:: Compiti ::
(1) Traduci in inglese la frase del brano "È un esempio virtuoso dell’unione fra cultura e digitale."
(2) Secondo il brano, quale incarico ricopre Lara Calderari?
(3) Elenca tutte le persone che, secondo il brano, erano presenti alla presentazione.

:: Brano ::
È un esempio virtuoso dell’unione fra cultura e digitale. Questo interessante strumento incentiva a muoversi sul territorio e permette alla popolazione di imparare a conoscere non solo le chiese, ma anche agli stucchi presenti su tante strutture ticinesi
don Claudio Premoli, presidente per la Commissione per l'arte sacra della Diocesi di Lugano

Fra turismo, cultura, religiosità

Alla presentazione erano presenti anche Jurij Meile (responsabile comunicazione dell’Agenzia turistica ticinese), Lara Calderari (caposervizio monumenti dell’Ufficio beni culturali del Canton Ticino) e don Claudio Premoli, presidente per la Commissione per l’arte sacra della Diocesi di Lugano.

[Voci di dati estratti]
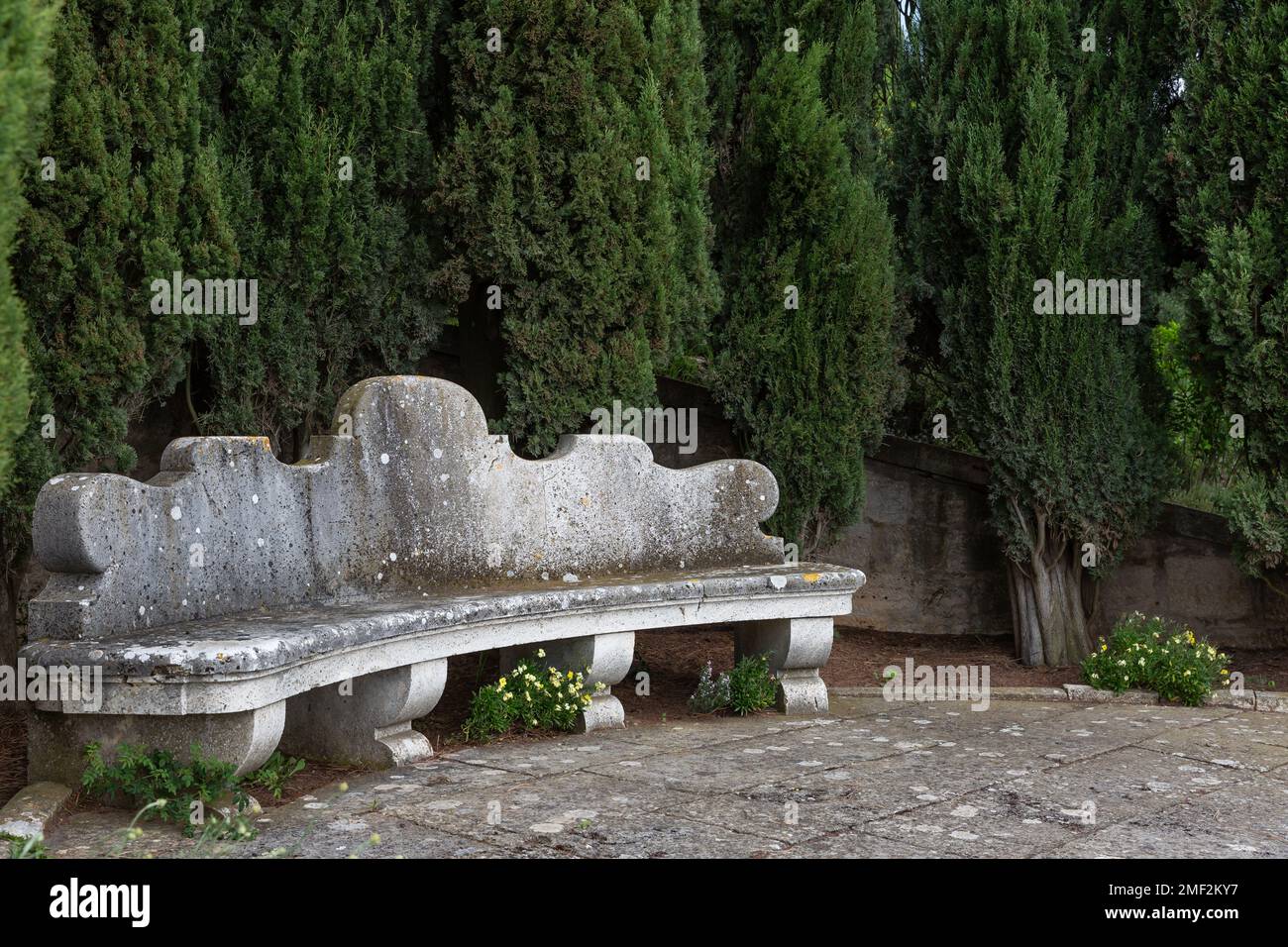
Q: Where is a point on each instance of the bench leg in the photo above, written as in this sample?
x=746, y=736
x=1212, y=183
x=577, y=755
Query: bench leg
x=56, y=741
x=608, y=659
x=798, y=648
x=366, y=720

:: Risposte ::
(1) It is a virtuous example of the union between culture and the digital.

(2) È caposervizio monumenti dell’Ufficio beni culturali del Canton Ticino.

(3)
- Jurij Meile
- Lara Calderari
- don Claudio Premoli